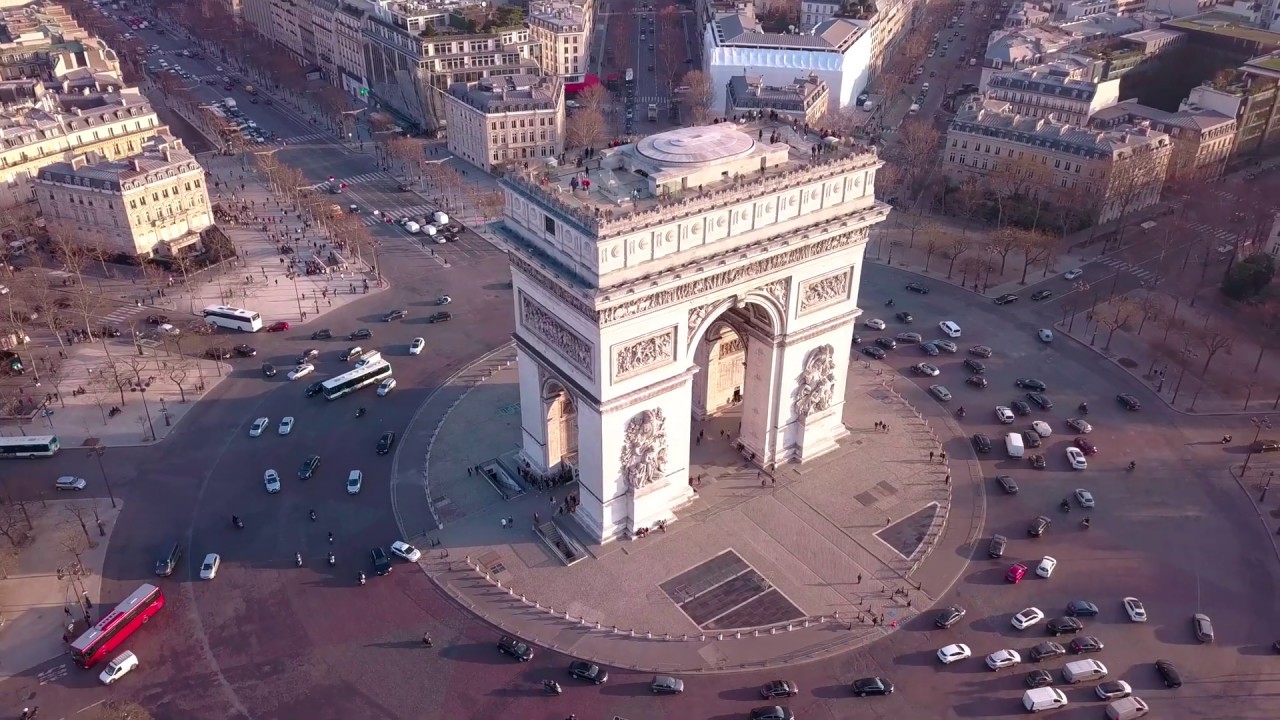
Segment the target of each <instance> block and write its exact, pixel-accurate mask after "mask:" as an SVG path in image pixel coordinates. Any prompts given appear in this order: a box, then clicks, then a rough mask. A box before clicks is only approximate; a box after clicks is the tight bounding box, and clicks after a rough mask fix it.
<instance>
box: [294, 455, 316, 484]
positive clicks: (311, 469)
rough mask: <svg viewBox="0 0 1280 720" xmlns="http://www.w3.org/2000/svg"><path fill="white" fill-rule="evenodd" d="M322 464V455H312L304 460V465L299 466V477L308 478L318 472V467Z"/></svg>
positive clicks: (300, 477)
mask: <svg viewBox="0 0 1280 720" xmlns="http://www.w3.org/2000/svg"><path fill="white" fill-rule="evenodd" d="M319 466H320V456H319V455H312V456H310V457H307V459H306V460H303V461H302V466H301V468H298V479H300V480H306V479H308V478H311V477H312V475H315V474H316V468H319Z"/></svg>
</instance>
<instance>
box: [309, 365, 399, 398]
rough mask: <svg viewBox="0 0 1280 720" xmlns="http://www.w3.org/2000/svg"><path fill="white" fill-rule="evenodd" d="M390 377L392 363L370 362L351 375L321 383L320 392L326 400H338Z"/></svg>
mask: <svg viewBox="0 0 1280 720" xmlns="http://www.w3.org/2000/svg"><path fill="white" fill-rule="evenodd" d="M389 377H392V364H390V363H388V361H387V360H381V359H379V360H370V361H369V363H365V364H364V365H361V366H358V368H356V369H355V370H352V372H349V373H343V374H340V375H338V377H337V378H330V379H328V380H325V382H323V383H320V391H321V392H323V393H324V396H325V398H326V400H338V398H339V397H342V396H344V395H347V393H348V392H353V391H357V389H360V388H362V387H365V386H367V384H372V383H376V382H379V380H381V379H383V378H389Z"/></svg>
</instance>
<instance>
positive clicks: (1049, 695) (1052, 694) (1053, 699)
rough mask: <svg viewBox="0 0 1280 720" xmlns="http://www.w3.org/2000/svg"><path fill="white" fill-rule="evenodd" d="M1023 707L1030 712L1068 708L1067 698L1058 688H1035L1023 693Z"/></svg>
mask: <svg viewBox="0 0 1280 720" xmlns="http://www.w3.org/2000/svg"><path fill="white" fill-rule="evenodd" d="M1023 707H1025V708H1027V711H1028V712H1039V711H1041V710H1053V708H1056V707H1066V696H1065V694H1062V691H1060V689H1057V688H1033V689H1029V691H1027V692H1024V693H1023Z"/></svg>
^^^^
Output every record exactly, minus the pictures.

Segment the target of each <instance> block and write its exact, pixel-accurate mask after "mask:" as an SVG path in image pixel coordinates. Any prompts given appear in this order: a box, then clicks, then a rough mask. A box before clicks is only approximate; a box after clicks is the tight bounding box, and clicks after a rough mask fix it.
<instance>
box: [294, 455, 316, 484]
positive clicks: (311, 469)
rough mask: <svg viewBox="0 0 1280 720" xmlns="http://www.w3.org/2000/svg"><path fill="white" fill-rule="evenodd" d="M322 464V455H312L304 460V465L299 466V477L308 478L318 472V467Z"/></svg>
positive clicks: (300, 477)
mask: <svg viewBox="0 0 1280 720" xmlns="http://www.w3.org/2000/svg"><path fill="white" fill-rule="evenodd" d="M319 466H320V456H319V455H312V456H310V457H307V459H306V460H303V461H302V466H301V468H298V479H300V480H306V479H308V478H311V477H312V475H315V474H316V468H319Z"/></svg>
</instance>
<instance>
box: [309, 365, 399, 398]
rough mask: <svg viewBox="0 0 1280 720" xmlns="http://www.w3.org/2000/svg"><path fill="white" fill-rule="evenodd" d="M390 377L392 363L370 362L351 375L321 383L320 392L326 400H338Z"/></svg>
mask: <svg viewBox="0 0 1280 720" xmlns="http://www.w3.org/2000/svg"><path fill="white" fill-rule="evenodd" d="M389 377H392V364H390V363H388V361H387V360H381V359H379V360H370V361H369V363H365V364H364V365H361V366H358V368H356V369H355V370H352V372H349V373H343V374H340V375H338V377H337V378H330V379H328V380H325V382H323V383H320V391H321V392H323V393H324V396H325V398H326V400H338V398H339V397H342V396H344V395H347V393H348V392H353V391H357V389H360V388H362V387H365V386H367V384H372V383H376V382H379V380H381V379H383V378H389Z"/></svg>
</instance>
<instance>
positive clicks: (1049, 695) (1052, 694) (1053, 699)
rough mask: <svg viewBox="0 0 1280 720" xmlns="http://www.w3.org/2000/svg"><path fill="white" fill-rule="evenodd" d="M1023 707L1030 712L1068 708L1067 698L1058 688H1035L1023 693Z"/></svg>
mask: <svg viewBox="0 0 1280 720" xmlns="http://www.w3.org/2000/svg"><path fill="white" fill-rule="evenodd" d="M1023 707H1025V708H1027V711H1028V712H1039V711H1041V710H1053V708H1056V707H1066V696H1065V694H1062V691H1060V689H1057V688H1033V689H1029V691H1027V692H1024V693H1023Z"/></svg>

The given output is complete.